• YOUR TASKS
1 – In the platelet donation text below, what happens if an air detector finds air while the blood is being returned?
2 – Render this sentence from the platelet donation text below in Spanish: "All the tubing that blood comes into contact with is sterile and disposable."
3 – Carry the platelet donation text below forward from its final sentence.

• GIVEN PASSAGE

The Donation Process

The Platelet Donation Process

A cuff is placed around your arm, the skin cleaned and the donation needle inserted. Blood samples are taken at this stage for testing in the same way as whole blood donations. Additional tests carried out for platelet donors including checking your platelet count and determining your tissue type (so that your platelets can be matched to those of a particular patient if needed).

During the procedure, blood is withdrawn, mixed with anticoagulant to prevent clotting and processed by spinning to separate the platelets. The rest of the blood is returned to you, which is why it is safe for you to donate at a much higher frequency than whole blood during the procedure, any white cells that remain in your platelet donation are also removed as these could cause problems in a patient despite being harmless to you. All the tubing that blood comes into contact with is sterile and disposable. There is, therefore, no risk of 'catching' any infection. Also, during the return of your blood, air detectors ensure that none of the sterile air present in the collection gets passed into your vein. If a detector identifies air, the machine will automatically shut down and can only be restarted when the air has been removed.

While you are donating you will be monitored and cared for by qualified staff supervised by nurses. You can read, chat to the staff or relax and you will be offered refreshments. When the procedure is completed the needle will be removed and a dressing applied to the venepuncture site. Following the donation you will be able to take a well earned break in our rest area and enjoy some more refreshment if you wish.

The donation process illustration
What can I do after donating platelets?
We hope that you will make another appointment and on leaving the blood donor centre, you can return to your normal activities (with the same restrictions that apply after whole blood donation). If at any stage in the procedure you suffer discomfort and wish to discontinue a donation please inform the staff.

• DATA EXCERPT
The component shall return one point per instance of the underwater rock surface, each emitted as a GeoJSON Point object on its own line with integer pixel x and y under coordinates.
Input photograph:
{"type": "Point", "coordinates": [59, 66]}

• ANSWERS TO THE TASKS
1 – The machine shuts down automatically and can only be restarted once the air has been removed.

2 – Todos los tubos con los que la sangre entra en contacto son estériles y desechables.

3 –
What are the potential side effects?
  • As with whole blood donation, bruising or fainting can occur.
  • Each time you donate, 80-100ml of blood is lost for sampling and in the tubing. Your blood will be tested at every visit to make sure you are not anaemic and to check your platelet count.
  • To avoid clotting during the donation an anticoagulant is automatically added as your blood flows into the machine. A small proportion of this citrate solution is returned to you and mixed with your own red cells.
  • Although it is immediately neutralised on return to you, occasionally it can cause a tingling sensation around the mouth and fingers, or a metallic taste or feeling of vibration. This is not dangerous and provided you inform the staff supervising the donation, it is easily overcome by adjusting the machine settings.
  • Very occasionally some donors remark that their arm feels cold when the red cells are returned but the majority of donors have no sensation of the blood being returned at all.
  • As with all automated equipment, the cell separator machine may, occasionally not operate properly. But these machines have comprehensive fail safe devices to protect donors. If a machine does fail, one possibility is that the blood left in the machine will not be returned to you. The maximum you would lose in this event, is equivalent to half a blood donation (230ml) and is harmless, but you will have to wait for 4 weeks before you can donate platelets again.
  • And Finally..... Do remember that as a volunteer you may withdraw from the programme at any time if you wish. However if you do find that platelet donation is not for you, we very much hope you will return to donating whole blood.